Could you write out the records below word for word, beginning at the line that contains "of the shoe" and stopping after the final line of the records, with both of those lines included?

▬▬▬▬▬▬▬▬▬▬

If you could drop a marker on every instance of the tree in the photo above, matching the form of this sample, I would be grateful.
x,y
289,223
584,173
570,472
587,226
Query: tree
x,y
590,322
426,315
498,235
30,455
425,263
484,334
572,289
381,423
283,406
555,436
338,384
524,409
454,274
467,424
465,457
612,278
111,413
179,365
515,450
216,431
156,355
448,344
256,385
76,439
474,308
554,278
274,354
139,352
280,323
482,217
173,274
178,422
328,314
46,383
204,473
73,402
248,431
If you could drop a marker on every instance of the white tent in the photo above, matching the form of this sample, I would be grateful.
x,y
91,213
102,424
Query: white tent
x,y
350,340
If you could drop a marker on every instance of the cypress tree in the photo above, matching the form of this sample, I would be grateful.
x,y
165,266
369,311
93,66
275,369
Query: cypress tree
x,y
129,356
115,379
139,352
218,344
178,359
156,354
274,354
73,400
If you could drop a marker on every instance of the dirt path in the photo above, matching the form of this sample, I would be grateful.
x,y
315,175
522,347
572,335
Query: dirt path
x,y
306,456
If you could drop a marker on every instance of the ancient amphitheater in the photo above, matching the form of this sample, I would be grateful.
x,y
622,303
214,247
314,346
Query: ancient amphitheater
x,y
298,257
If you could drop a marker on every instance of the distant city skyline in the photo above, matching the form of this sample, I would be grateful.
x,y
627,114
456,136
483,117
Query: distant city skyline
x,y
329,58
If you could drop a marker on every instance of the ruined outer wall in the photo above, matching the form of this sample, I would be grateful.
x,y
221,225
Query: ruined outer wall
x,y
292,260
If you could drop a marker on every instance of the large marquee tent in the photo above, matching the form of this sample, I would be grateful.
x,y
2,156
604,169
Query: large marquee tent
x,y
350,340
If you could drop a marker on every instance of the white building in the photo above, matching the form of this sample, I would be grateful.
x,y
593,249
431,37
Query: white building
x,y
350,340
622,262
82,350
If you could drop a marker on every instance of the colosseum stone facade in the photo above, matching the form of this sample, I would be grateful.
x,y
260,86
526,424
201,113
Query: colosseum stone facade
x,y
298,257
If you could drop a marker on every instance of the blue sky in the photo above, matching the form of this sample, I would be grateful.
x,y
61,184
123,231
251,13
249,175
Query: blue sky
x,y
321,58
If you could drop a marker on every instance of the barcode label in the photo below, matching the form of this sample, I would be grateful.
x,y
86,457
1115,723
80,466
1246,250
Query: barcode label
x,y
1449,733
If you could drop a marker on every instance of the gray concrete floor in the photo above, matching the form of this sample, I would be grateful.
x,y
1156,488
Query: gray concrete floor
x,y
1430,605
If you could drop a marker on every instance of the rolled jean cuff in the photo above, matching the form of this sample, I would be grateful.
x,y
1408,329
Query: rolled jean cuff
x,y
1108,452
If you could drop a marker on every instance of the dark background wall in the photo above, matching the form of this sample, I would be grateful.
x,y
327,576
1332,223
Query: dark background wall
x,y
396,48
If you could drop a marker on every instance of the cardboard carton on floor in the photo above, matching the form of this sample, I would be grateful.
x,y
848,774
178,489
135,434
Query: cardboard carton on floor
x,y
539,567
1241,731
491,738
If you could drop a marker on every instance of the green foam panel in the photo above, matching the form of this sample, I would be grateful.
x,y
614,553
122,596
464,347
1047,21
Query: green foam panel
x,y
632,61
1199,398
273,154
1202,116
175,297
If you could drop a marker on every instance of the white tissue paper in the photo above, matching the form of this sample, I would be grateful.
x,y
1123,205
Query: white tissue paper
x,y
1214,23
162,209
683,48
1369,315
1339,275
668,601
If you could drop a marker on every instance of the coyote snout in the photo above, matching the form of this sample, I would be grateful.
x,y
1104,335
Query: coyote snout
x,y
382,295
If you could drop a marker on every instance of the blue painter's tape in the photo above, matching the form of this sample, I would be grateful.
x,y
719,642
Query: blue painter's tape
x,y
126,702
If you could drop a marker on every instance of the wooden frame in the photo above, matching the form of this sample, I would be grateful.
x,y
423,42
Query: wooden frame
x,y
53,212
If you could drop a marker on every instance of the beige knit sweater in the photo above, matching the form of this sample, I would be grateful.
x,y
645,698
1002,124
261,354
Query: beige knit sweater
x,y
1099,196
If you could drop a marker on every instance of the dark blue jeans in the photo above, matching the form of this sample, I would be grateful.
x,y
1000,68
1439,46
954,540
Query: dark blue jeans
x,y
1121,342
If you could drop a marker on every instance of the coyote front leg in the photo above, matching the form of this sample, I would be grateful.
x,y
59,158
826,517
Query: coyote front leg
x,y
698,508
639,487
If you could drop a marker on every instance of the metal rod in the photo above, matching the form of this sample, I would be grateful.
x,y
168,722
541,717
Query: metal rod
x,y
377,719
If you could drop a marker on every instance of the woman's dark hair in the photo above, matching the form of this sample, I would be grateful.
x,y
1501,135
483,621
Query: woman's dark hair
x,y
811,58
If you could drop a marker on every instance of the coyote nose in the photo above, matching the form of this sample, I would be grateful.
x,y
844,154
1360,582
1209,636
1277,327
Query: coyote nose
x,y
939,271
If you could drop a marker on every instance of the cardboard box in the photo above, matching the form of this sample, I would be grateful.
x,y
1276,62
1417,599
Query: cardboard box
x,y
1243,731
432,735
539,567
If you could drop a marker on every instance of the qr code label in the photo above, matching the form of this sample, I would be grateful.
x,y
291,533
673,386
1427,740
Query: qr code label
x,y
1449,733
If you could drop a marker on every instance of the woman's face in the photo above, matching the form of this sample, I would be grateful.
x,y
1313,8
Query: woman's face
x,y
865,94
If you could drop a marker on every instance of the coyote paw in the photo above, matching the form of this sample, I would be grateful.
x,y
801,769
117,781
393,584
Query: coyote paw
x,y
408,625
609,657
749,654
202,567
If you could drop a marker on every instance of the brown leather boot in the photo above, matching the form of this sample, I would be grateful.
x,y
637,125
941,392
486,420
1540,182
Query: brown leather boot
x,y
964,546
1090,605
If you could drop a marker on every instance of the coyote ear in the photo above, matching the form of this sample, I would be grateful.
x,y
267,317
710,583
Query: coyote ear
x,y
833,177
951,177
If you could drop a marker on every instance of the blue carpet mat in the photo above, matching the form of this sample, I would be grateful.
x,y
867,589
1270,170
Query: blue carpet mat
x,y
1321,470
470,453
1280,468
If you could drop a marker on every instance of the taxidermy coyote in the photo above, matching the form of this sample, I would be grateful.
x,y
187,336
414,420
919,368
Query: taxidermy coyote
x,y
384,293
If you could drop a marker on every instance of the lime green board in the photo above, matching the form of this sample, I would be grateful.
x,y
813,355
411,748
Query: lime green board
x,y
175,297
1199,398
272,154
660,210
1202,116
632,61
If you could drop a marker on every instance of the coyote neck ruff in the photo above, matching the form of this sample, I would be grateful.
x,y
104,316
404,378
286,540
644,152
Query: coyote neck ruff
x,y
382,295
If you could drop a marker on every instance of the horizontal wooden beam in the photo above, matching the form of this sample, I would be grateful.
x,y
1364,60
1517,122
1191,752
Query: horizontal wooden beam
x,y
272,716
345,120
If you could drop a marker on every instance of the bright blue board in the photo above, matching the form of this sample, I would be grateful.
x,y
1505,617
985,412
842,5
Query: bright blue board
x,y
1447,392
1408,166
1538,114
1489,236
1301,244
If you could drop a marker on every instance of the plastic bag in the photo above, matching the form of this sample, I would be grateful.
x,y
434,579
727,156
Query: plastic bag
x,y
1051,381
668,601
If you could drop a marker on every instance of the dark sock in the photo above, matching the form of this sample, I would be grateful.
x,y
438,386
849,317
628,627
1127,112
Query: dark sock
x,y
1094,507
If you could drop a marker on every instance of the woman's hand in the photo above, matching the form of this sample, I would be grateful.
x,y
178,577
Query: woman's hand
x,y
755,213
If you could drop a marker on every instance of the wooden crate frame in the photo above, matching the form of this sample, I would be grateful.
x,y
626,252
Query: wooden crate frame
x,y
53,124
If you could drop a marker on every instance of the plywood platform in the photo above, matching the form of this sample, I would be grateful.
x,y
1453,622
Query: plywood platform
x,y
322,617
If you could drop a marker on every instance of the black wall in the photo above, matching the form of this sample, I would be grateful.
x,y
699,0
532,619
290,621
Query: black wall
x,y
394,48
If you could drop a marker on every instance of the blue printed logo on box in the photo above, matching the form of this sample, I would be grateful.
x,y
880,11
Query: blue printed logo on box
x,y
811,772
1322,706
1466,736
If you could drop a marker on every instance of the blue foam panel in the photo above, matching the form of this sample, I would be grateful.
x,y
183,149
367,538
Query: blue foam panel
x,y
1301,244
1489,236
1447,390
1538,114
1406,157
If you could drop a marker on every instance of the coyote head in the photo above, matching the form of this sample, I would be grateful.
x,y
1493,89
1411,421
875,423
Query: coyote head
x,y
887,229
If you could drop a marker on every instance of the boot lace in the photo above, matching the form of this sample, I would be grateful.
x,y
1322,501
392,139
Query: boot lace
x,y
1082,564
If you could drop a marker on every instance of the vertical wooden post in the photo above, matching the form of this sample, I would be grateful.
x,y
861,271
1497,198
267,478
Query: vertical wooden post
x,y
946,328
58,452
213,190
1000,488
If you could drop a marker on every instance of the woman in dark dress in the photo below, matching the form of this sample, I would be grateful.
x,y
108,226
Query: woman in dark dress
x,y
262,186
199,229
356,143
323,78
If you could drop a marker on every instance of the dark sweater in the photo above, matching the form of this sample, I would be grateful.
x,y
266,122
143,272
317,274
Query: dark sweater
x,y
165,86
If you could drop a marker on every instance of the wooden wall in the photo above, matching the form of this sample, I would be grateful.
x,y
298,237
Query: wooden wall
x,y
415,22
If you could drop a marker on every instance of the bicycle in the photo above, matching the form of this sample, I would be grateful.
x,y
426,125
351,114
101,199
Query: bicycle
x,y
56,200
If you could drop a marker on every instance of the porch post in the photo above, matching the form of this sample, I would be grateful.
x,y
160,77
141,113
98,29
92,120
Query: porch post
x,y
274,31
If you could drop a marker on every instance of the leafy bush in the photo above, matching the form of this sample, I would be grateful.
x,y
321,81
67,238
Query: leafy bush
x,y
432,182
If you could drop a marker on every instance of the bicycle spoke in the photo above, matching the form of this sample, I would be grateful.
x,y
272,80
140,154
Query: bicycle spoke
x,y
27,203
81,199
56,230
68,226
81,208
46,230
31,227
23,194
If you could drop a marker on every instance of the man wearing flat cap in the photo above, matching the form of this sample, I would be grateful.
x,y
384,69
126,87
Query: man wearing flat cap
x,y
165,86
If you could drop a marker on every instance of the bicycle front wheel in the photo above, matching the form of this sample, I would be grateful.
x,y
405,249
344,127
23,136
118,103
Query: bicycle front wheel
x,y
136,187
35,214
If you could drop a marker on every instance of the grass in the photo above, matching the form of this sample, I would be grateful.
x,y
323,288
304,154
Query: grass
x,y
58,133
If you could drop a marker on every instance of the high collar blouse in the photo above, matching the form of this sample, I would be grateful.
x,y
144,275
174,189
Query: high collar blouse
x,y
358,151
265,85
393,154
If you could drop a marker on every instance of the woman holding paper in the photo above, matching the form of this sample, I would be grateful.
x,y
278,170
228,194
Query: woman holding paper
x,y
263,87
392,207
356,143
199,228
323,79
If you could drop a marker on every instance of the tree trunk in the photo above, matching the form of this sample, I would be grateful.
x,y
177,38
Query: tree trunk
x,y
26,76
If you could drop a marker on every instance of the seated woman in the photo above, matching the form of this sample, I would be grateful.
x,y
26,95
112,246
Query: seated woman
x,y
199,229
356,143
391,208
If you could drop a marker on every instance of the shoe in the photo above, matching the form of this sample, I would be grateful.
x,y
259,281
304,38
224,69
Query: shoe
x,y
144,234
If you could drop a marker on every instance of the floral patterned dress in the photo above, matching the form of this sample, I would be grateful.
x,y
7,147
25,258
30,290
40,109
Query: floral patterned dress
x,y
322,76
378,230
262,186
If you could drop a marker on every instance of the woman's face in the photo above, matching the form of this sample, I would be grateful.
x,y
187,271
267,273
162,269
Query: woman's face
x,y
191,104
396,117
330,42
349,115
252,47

▬▬▬▬▬▬▬▬▬▬

Result:
If you could drop a marker on every instance of the shoe in the photo above, matching the form of this sample, I would be grateful.
x,y
259,281
304,38
224,69
Query: shoe
x,y
144,234
If you could drop a marker on every instance of the floral patterned dress in the photo above, matching the form of this sample, I would be grateful.
x,y
7,147
25,258
30,290
40,109
Query: floral patterned dress
x,y
322,76
378,230
262,186
If you could drop a marker on every instance of the woman's face in the photo above, matching the form of this sample, I would be grateful.
x,y
187,271
267,273
162,269
Query: woman's face
x,y
191,104
396,117
330,42
349,115
252,47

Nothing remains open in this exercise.